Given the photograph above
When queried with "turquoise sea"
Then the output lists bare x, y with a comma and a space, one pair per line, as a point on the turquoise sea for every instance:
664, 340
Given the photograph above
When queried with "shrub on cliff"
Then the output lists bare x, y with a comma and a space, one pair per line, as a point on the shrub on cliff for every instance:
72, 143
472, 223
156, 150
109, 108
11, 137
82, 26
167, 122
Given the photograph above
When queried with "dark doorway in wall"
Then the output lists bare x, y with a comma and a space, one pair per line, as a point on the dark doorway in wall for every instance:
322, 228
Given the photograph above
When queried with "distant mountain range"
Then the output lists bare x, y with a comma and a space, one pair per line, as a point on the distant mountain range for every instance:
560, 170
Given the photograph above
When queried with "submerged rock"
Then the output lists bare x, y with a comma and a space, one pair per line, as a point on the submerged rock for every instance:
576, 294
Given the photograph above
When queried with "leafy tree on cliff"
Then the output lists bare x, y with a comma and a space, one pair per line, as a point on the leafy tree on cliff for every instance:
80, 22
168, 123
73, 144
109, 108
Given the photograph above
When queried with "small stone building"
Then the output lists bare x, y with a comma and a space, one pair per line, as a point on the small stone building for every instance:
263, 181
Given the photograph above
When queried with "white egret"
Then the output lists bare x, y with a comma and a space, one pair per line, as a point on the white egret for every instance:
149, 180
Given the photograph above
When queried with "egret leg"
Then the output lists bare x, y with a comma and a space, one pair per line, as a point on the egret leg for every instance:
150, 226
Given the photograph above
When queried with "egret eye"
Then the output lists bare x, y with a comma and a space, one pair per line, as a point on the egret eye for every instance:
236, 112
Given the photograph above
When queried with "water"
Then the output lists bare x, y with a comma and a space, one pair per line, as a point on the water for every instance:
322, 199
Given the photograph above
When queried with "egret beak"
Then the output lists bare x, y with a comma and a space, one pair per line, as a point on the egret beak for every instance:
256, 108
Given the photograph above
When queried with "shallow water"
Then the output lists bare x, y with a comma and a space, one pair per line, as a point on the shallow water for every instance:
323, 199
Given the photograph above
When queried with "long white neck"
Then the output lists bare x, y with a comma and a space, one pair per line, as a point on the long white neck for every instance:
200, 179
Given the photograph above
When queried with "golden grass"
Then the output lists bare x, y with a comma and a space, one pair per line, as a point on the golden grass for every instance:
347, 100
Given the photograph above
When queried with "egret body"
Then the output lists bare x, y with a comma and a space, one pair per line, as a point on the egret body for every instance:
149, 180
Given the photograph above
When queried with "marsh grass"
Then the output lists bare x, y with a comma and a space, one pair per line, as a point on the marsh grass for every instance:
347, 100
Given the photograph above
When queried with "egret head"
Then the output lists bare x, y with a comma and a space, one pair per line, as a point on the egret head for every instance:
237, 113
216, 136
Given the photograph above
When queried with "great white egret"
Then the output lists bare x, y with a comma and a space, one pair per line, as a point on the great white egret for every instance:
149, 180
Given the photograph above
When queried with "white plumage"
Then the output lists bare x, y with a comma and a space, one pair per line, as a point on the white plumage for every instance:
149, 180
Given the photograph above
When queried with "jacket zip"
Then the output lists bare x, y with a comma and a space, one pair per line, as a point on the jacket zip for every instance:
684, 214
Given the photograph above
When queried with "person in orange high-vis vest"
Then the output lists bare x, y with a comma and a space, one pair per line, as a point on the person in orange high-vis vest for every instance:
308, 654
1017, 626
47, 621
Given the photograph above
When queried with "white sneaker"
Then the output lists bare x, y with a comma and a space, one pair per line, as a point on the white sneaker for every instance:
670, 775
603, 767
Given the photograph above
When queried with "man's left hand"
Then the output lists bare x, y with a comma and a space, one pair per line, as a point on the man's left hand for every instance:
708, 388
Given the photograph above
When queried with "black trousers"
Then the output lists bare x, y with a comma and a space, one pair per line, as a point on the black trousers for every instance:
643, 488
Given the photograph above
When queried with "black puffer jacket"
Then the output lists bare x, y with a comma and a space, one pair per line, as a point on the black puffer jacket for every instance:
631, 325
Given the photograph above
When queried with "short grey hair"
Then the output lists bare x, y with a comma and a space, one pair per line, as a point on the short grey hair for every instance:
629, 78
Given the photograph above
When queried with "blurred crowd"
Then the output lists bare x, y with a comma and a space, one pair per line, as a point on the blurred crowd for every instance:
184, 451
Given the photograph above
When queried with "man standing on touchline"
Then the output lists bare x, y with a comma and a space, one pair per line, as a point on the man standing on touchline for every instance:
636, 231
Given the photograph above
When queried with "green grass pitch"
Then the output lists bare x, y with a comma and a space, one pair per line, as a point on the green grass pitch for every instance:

* [Set problem] Take the entries above and transcribe them exactly.

* [Correct output]
Given the photograph above
When queried with "turquoise sea"
Then the output lists bare x, y with a comma and a space, one pair per line, as a point on the turquoise sea for every instance:
664, 340
Given the photograph above
When queried with "shrub on cliff"
Then the output lists bare x, y with a comma and a space, one pair per line, as a point on the shrub on cliff for every instance:
72, 143
472, 223
156, 150
109, 108
11, 137
82, 26
167, 122
Given the photograph above
When queried with "dark doorway in wall"
Then the output lists bare x, y with a comma and a space, one pair per line, as a point on the dark doorway in wall for every instance:
322, 228
Given the photograph above
When queried with "distant mountain range"
Then the output lists bare x, y with a comma and a space, one pair per line, as a point on the distant mountain range for every instance:
560, 170
Given the photograph above
When queried with "submerged rock"
Then the output lists bare x, y with a comma and a space, one pair per line, as a point on the submerged rock for every instance:
576, 294
Given the photograph above
When queried with "leafy tree on cliff"
Then the output lists bare x, y with a comma and a space, one pair per line, as a point on the leafy tree on cliff for every instance:
80, 22
168, 123
73, 144
109, 108
Given the photograph above
When queried with "small stone building"
Then the output lists bare x, y with a comma and a space, one pair per line, as a point on the small stone building for every instance:
263, 181
Given the photograph above
When queried with "white egret"
Then the output lists bare x, y with a comma and a space, one pair per line, as a point on the white egret for every instance:
149, 180
Given the photograph above
When queried with "egret leg"
Then the output lists bare x, y with a comma and a space, one pair per line, as a point on the egret leg for every instance:
150, 226
Given the photograph above
When queried with "egret eye"
Then the output lists bare x, y with a comma and a space, one pair per line, as a point on the egret eye for every instance:
236, 112
Given the photograph above
When queried with "water"
Then the output lists bare x, y with a comma and a space, one pair per line, as a point on the water for every instance:
322, 199
Given the photograph above
When queried with "egret beak"
Then the output lists bare x, y with a comma and a space, one pair per line, as a point on the egret beak for every instance:
256, 108
Given the photograph above
When queried with "shallow water"
Then the output lists bare x, y with a comma and a space, one pair per line, as a point on the shallow water for every instance:
323, 199
Given the photograph above
When queried with "long white neck"
Then the output lists bare x, y with a comma and a space, one pair per line, as a point on the long white neck for every instance:
200, 179
Given the photograph above
When queried with "golden grass"
Then the output lists bare x, y with a comma and a space, one pair per line, as a point on the golden grass for every instance:
347, 100
Given the photograph above
When queried with "egret body"
Then the output lists bare x, y with a comma and a space, one pair per line, as a point on the egret body for every instance:
149, 180
Given the photograph above
When queried with "marsh grass"
Then the output lists bare x, y with a comma and a space, one pair per line, as a point on the marsh grass for every instance:
347, 100
Given the photograph above
When queried with "egret head"
Then the output lists bare x, y with a comma and a space, one pair per line, as a point on the egret head for every instance:
237, 113
216, 136
Given the photograph above
When queried with "great white egret"
Then the output lists bare x, y with a comma and a space, one pair per line, as a point on the great white egret for every instance:
149, 180
Given the photograph above
When queried with "white plumage"
Then the output lists bare x, y with a comma and a space, one pair per line, as a point on the white plumage for every instance:
149, 180
Given the photograph above
When queried with "jacket zip"
Then the output lists bare x, y with a comma and a space, one pair per line, as a point on the jacket zip for every instance:
684, 214
Given the photograph above
When queried with "person in orange high-vis vest"
Then the output lists bare x, y with a comma and a space, one pair per line, as a point on the person in orange high-vis vest for every instance:
308, 654
1017, 626
47, 621
Given the photograph above
When queried with "white sneaker"
Then the output lists bare x, y with a comma and a space, one pair per line, as a point on the white sneaker for every instance:
670, 775
603, 767
Given the photograph above
When queried with "man's left hand"
Then the output lists bare x, y with a comma and a space, one pair per line, as a point on the man's left hand for every instance:
708, 388
Given the photograph above
When queried with "black trousers"
Then the output lists bare x, y with a comma and a space, one pair per line, as a point on the black trousers for every instance:
643, 488
Given the photograph above
When queried with "black puffer jacket"
Then the output lists bare x, y with a comma and a space, one pair per line, as a point on the black puffer jacket for every instance:
631, 325
Given the photograph above
When queried with "short grey hair"
Then the output lists bare x, y with a comma and a space, one pair per line, as a point on the short grey hair for every instance:
629, 78
Given the photograph above
When queried with "blurred crowd"
Then the output lists bare x, y with a comma and a space, one pair per line, as a point on the blurred crowd for every instance:
184, 451
Given the photograph above
When queried with "man standing on touchline"
Then the output lists bare x, y with a comma and a space, one pair per line, as a point on the man standing on touchline for every instance:
636, 231
Given the photograph above
When queried with "green grass pitch"
Then the output lists bare x, y with a comma and a space, one pair per line, as a point on the green grass pitch for every instance:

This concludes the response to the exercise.